Turkish Researchers 3D Print Artificial Cornea For Transplantation
A team of researchers from Marmara University, Turkey have 3D printed an artificial cornea suitable for transplantation. With the help of an aluminum mold, an FFF 3D printer was used to fabricate a PVA-chitosan corneal construct with the light bending properties of the real thing.
Preliminary biostability studies revealed that the composite structures were compatible with human stem cells, encouraging them to differentiate into stromal cells. The results of the study indicate great potential for the rapid and custom fabrication of cornea constructs for clinical applications.
With the aim of finding a sustainable alternative to cornea donations, the team first combined chitosan and PVA to form a biocompatible, elastic, permeable-to-oxygen composite material for the corneas. The researchers then drafted up an aluminum mold in SolidWorks and machined it before any 3D printing took place. The mold was used to perfect the cornea shape as 3D printing with FFF technology alone wouldn’t give them the dimensional precision they needed. Then, with varying proportions of chitosan in the mix, a set of sample cornea constructs were fabricated.
The 0.4mm thick constructs were subjected to scanning electron microscopy and UV spectrophotometry to determine their optical properties, with further biocompatibility tests with human stem cells determining clinical feasibility. The results showed that the PVA corneas had the correct size and shape for precise light refraction, and light transmittance values were found to decrease with additional chitosan content. Tensile strength also decreased with chitosan content but the constructs could all comfortably support the typical intraocular pressure.
The real potential of the study comes from the biocompatibility test, however, as the printed structures were compatible with the stem cells even after 30 days of degradation. With the appropriate nurturing, the stem cells could differentiate into a usable stroma layer, supporting the natural healing process of the body post-transplantation. The team concluded that their work, with further developments, could lead to a more safe and sustainable method of corneal blindness treatment.
The 3D printing of medical devices and implants has skyrocketed in recent years, although FFF is rarely the technology used. Chemical company Evonik is looking to change that as it has recently launched its new Vestakeep i4 3DF implant grade PEEK filament into its portfolio of 3D printing materials. The new filament meets ASTM F2026 standards and will be used to produce surgical implants.

» Record extracts

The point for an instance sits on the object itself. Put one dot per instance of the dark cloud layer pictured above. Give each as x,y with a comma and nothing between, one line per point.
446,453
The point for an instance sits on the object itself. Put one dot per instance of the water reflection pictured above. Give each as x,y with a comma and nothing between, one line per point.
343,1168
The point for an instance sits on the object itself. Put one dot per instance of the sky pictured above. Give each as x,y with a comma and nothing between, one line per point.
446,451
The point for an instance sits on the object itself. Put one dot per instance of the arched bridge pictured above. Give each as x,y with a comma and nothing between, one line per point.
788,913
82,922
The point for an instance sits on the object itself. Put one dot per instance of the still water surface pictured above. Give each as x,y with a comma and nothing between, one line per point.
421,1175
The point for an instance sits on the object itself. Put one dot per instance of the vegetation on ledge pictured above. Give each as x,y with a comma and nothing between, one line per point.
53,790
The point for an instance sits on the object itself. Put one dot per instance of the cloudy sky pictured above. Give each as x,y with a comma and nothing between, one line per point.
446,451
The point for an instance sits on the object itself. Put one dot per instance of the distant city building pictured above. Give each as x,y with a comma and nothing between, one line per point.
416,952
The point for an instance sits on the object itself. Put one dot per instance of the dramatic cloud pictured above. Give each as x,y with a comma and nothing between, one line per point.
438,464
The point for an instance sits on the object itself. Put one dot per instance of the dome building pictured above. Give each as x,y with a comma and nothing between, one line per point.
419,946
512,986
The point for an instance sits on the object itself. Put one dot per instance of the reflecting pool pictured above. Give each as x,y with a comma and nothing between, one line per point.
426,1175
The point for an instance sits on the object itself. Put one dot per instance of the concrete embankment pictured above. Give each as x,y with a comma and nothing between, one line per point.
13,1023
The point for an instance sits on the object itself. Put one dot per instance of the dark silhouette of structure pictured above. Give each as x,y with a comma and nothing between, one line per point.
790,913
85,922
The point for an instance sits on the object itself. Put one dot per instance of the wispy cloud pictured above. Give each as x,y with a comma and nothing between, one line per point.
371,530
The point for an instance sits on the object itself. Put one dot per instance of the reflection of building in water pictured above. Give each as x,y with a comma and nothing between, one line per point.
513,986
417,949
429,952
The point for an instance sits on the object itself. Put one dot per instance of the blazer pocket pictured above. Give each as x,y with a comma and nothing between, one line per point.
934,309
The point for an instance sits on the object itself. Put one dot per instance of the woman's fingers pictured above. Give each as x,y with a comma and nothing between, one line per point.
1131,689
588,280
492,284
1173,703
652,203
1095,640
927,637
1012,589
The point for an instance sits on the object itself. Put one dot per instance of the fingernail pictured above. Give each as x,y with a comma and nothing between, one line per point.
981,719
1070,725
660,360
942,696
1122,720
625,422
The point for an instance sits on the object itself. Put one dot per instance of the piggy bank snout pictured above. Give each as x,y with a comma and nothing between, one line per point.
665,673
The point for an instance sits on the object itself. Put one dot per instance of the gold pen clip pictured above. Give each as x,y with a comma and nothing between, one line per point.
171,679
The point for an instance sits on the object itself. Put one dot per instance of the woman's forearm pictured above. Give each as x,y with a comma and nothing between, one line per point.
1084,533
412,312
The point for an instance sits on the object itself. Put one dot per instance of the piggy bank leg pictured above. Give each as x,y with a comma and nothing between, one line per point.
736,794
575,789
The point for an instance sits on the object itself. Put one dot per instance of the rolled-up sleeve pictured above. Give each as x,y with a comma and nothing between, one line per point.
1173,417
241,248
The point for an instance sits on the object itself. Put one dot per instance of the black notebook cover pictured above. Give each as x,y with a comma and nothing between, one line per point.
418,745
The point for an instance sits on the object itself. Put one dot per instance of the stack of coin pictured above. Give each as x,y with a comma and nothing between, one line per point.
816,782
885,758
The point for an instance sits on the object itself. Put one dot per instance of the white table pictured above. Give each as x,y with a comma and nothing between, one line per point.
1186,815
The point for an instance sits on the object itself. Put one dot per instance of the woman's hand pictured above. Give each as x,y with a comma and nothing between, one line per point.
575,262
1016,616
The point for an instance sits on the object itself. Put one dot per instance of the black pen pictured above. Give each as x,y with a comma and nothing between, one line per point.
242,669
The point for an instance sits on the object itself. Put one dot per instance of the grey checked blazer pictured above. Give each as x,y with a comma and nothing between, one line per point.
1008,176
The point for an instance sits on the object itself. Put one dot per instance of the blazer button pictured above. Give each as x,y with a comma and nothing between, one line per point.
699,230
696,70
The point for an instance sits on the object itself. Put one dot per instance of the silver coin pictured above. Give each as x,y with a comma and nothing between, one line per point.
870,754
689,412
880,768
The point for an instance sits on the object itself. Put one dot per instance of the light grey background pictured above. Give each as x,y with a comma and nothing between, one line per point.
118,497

» Work required
Answer these questions from the article on the 3D-printed cornea:
1. In what software did the researchers draft the aluminum mold?
2. How thick were the constructs tested by scanning electron microscopy and UV spectrophotometry?
3. Which standard does Evonik's Vestakeep i4 3DF filament meet?
The records are not needed for the task.

» Output for this exercise
1. SolidWorks
2. 0.4mm
3. ASTM F2026